- _Passage to read_:

***

In Germany, whose leaders have been busy decommissioning nuclear plants, RWE, Vattenfall, and Steag are now preparing to run their coal-fired power plants perhaps long beyond yesterday’s 2030 death date. Today, German coal companies are preparing power plants to operate at full speed, arming themselves in the event Russia cuts off all natural gas supplies.

Germany has even greenlighted drilling for natural gas by a Dutch company in the North Sea about 20 kilometers north of the Wadden Sea Islands. To make this happen, the German government opted to relax its attitude about oil and gas drilling in its territories.

The Germans last year got almost 30 percent of their electricity from nearly 26 gigawatts (GW) of active coal capacity on the grid. But other coal-fired power plants previously available only as a reserve could beef that total up to 34 GW; still other coal plants are already off the grid.

Other European buyers are purchasing coal from South Africa now that Russian coal is unsellable with many European utilities. Coal flows from South Africa, Colombia, and even the United States to Europe have increased in recent weeks as Putin rages. Historically, most South African coal has gone to India and other Asian markets.

Italian Prime Minister Mario Draghi recently acknowledged that coal-fired power plants there may need to be reopened in the wake of Russian aggression. Putin, it seems, has put the Green Revolution on hold.

And for good reason.

As Bill Winters, CEO of the British multinational banking and financial services firm Standard Chartered, said just last week, “The idea that we can turn off the taps and end fossil fuels tomorrow, it’s obviously ridiculous and naïve. First of all, it’s not going to happen and secondly, it would be very disruptive.

Fossil fuels, Winters explained, play a crucial role in developed and emerging economies and companies continue to discover and develop oil and gas fields around the world. “In many of the emerging markets that Standard Chartered serves, if we tell them that, one, we’re about to screw you and, two, you’re going to have to pay for it, well, they’re going to say, fine, we’re not going to be a part of that system.”

Winters’ words were bile to climate activists and the socialists at the World Economic Forum who demand an immediate end to fossil fuel financing and a rapid phaseout of all fossil fuel energy as early as 2030, but surely by 2050. Those most offended may be the minions at the United Nations’ Intergovernmental Panel on Climate Change (IPCC) and the fearful crowd who have for decades predicted impending climate catastrophe.

***

- _Recorded data_:
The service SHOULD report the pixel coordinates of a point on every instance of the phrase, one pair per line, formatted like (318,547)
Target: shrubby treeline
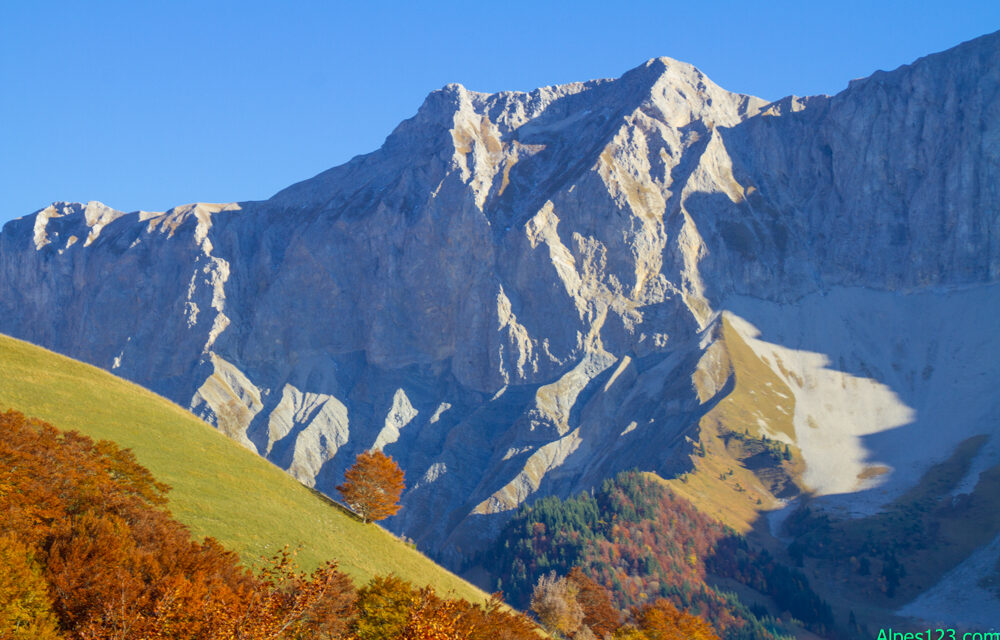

***

- _The exercise_:
According to the passage on coal and European energy above, what share of Germany's electricity came from coal last year?

- _Solution_:
Almost 30 percent.